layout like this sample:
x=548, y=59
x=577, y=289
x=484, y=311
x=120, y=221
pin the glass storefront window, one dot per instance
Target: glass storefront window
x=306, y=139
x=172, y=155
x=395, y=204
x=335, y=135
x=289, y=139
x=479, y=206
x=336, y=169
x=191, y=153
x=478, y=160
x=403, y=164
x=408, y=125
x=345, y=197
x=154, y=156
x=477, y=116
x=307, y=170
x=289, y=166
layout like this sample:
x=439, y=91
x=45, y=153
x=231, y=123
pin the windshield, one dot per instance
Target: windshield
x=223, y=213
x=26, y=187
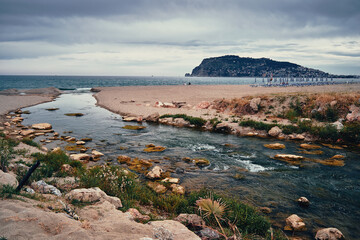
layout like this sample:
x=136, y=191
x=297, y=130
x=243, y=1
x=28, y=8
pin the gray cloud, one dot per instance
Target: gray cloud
x=191, y=28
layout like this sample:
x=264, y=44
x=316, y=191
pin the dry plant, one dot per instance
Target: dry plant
x=209, y=207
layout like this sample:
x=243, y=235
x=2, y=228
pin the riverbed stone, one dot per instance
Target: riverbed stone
x=41, y=126
x=8, y=179
x=254, y=104
x=177, y=189
x=157, y=187
x=201, y=162
x=134, y=214
x=123, y=159
x=153, y=117
x=155, y=172
x=80, y=157
x=329, y=234
x=309, y=146
x=303, y=202
x=27, y=132
x=96, y=154
x=275, y=146
x=275, y=131
x=295, y=223
x=43, y=187
x=171, y=180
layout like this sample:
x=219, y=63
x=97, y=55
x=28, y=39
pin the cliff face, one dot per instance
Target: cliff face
x=235, y=66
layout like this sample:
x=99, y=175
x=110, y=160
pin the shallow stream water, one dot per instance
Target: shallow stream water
x=334, y=192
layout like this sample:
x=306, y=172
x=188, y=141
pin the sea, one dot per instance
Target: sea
x=76, y=82
x=334, y=192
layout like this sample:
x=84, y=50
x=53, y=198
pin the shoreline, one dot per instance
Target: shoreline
x=140, y=100
x=200, y=111
x=12, y=99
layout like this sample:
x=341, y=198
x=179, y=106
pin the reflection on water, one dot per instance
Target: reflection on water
x=334, y=192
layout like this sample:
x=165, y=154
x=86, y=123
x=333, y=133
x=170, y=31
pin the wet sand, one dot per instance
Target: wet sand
x=140, y=100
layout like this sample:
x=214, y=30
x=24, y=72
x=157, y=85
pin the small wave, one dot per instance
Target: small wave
x=252, y=167
x=202, y=147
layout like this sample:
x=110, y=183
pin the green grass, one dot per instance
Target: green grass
x=115, y=182
x=199, y=122
x=257, y=125
x=349, y=134
x=50, y=165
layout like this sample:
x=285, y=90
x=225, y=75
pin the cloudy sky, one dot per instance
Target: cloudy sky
x=171, y=37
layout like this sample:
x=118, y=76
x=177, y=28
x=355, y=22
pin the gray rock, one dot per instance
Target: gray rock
x=275, y=131
x=43, y=187
x=329, y=234
x=339, y=126
x=254, y=104
x=8, y=179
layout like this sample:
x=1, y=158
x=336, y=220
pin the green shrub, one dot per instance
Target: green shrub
x=351, y=133
x=7, y=191
x=50, y=165
x=199, y=122
x=257, y=125
x=331, y=114
x=6, y=152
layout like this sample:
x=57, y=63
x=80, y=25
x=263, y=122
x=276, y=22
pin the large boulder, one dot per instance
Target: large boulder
x=153, y=117
x=80, y=156
x=42, y=126
x=8, y=179
x=329, y=234
x=43, y=187
x=170, y=229
x=134, y=214
x=255, y=103
x=275, y=131
x=155, y=172
x=339, y=126
x=275, y=146
x=92, y=195
x=177, y=189
x=295, y=223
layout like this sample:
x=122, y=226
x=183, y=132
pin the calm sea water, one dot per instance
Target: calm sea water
x=74, y=82
x=334, y=192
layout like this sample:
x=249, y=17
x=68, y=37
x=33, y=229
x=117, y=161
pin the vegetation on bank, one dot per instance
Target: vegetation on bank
x=350, y=133
x=199, y=122
x=127, y=186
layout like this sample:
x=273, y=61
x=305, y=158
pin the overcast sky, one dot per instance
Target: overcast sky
x=171, y=37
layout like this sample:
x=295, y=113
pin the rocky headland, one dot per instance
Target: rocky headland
x=72, y=196
x=235, y=66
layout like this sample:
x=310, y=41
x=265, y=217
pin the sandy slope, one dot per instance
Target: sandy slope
x=11, y=99
x=140, y=100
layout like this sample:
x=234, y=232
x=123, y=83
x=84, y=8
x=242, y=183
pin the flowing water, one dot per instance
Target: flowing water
x=334, y=192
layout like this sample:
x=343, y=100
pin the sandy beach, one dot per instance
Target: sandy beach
x=140, y=100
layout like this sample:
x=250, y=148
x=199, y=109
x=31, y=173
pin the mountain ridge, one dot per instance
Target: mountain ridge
x=235, y=66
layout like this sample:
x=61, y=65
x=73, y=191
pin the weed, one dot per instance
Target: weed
x=257, y=125
x=6, y=152
x=199, y=122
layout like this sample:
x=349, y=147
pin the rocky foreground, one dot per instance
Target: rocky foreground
x=45, y=212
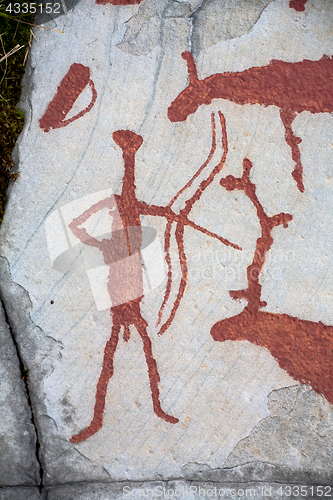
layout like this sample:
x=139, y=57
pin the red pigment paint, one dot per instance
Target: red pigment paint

*****

What you will do: Return each line of the rows above that contains the word "grass", counting a match only when the case is the same.

Solution to the problem:
pin the green grass, one dot per instance
Target: green grass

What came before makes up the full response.